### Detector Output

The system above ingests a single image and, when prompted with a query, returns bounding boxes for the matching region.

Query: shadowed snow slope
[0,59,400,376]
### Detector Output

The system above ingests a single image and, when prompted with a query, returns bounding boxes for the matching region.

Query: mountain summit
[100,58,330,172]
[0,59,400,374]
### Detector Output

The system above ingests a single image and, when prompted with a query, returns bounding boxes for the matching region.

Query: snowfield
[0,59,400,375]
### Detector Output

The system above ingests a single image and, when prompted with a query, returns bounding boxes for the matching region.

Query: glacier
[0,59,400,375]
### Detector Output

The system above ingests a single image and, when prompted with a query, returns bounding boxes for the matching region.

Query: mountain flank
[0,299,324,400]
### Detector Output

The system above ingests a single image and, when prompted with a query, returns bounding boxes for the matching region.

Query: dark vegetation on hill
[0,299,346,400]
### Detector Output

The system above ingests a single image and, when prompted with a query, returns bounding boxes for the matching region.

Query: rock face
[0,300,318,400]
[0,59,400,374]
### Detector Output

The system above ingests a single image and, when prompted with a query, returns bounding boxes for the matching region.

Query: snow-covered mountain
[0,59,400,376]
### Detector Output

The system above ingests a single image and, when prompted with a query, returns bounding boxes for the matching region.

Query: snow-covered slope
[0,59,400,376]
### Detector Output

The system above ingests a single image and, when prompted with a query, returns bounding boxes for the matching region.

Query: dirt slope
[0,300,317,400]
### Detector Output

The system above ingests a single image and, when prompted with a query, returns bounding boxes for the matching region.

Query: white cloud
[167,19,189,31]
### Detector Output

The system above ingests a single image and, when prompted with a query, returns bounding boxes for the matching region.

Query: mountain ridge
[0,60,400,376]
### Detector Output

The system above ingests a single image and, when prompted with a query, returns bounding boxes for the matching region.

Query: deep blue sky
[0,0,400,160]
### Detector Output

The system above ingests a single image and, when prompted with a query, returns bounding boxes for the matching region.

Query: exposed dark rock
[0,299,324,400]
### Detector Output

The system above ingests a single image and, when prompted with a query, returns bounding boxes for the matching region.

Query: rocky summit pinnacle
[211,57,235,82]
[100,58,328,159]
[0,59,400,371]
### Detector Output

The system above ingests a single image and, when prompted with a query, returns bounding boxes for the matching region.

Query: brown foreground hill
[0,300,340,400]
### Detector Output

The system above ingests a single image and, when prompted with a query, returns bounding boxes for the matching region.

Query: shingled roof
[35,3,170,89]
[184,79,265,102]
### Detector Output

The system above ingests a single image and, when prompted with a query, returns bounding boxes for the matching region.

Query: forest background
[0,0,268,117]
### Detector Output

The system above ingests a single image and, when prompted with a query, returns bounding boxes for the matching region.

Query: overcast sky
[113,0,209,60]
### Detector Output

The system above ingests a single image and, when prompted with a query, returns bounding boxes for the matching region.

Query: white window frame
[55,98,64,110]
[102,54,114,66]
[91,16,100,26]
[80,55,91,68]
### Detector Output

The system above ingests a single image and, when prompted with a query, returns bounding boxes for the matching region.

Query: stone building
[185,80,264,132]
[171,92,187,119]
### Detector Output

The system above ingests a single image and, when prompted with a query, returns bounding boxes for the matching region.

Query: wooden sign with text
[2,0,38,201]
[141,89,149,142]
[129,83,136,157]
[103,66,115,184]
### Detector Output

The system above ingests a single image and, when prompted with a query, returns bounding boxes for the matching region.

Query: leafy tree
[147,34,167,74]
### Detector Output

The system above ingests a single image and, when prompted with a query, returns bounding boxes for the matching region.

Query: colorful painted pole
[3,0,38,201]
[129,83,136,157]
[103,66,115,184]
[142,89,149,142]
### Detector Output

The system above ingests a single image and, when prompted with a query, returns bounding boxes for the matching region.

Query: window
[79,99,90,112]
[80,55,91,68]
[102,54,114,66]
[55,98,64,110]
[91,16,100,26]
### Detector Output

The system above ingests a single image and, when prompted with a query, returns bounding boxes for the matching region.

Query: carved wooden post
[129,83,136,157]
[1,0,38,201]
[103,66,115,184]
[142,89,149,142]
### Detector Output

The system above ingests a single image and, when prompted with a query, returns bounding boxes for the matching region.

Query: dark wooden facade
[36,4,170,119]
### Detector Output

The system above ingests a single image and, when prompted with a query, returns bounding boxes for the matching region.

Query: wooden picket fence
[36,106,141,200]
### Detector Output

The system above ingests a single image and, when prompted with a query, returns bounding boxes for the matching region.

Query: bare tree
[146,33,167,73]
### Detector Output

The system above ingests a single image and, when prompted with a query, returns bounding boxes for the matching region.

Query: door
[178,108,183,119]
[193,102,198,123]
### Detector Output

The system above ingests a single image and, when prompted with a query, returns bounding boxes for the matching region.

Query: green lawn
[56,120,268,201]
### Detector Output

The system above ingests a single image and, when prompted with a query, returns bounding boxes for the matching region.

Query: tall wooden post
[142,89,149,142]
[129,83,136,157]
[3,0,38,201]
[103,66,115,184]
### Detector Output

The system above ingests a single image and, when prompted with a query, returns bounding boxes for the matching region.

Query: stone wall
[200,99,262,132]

* _Problem requirements_:
Pull out every line of the data above that contains the string "dark", matching case exactly.

* _Answer to the problem_:
Query: dark vegetation on hill
Query: exposed dark rock
Query: dark wooden facade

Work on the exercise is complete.